Write out the full set of records exactly. Any pictures in them do not belong in the copy.

Stored records:
=== Section Start ===

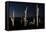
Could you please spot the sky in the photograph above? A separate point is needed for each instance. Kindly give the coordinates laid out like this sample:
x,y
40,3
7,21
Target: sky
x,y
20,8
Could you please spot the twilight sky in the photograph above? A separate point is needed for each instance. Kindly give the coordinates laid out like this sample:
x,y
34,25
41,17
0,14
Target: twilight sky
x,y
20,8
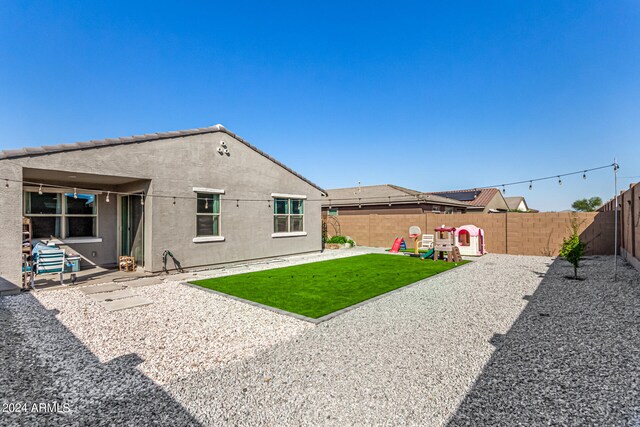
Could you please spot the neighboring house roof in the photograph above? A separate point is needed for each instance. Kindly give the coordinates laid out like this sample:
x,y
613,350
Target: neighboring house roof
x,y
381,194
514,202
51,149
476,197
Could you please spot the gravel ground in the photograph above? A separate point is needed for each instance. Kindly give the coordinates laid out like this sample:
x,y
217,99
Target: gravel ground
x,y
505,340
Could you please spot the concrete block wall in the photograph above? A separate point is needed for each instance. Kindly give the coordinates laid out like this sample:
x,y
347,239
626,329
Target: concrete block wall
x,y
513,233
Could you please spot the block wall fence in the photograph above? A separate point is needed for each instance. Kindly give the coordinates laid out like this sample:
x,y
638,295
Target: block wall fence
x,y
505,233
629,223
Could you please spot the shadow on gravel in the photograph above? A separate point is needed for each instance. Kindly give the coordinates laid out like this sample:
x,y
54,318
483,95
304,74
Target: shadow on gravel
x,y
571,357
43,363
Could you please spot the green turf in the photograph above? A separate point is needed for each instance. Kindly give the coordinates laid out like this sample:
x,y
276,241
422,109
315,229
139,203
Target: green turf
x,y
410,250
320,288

=== Section End ===

Output of the task –
Could you please spot the sky in the photograph above? A separate point is needed for each instance. Kindly give the coordinates laid out like this sample:
x,y
40,3
7,21
Target: sky
x,y
20,8
Could you please spot the twilight sky in the photograph above? A separate point is needed for each instance. Kindly give the coordinates laid out like this sample:
x,y
34,25
41,17
0,14
Target: twilight sky
x,y
20,8
Could you please spot the neighboring house roof in the photograph above? A separate point is needed for each instance. Kindly give the coordinates laid out like this sample:
x,y
613,350
Target: neighboring house roof
x,y
381,194
514,202
51,149
476,197
Could you please spot the gravel ground in the photograph above? A separate point is needed for each instance. Kindly give the coordinates laid out like this sample:
x,y
217,99
Target: gravel ground
x,y
505,340
Could you please spot the concrete block wall in the photograph above? A separate point is needed for each instance. Kindly give the coordinates laid out like this sample:
x,y
347,239
626,329
Target: concrete block wall
x,y
513,233
Could you please spot the block wall fence in the photograph above? A separate point is needed for each instance. Kindly give the coordinates laid out like this sample:
x,y
638,295
Target: block wall fence
x,y
505,233
629,223
Could you please spot the shadow on gravel in the photograph above? A separate point is needed for each instance. Kindly give the coordinates laid out like this sample:
x,y
54,318
483,95
304,74
Target: shadow on gravel
x,y
571,357
43,363
Could you please spot the green turf in the photograph above? A separate point is needed for each instance. Kindly give the coordinates laid out like this sample:
x,y
276,241
422,109
315,229
139,203
Target: green turf
x,y
410,250
320,288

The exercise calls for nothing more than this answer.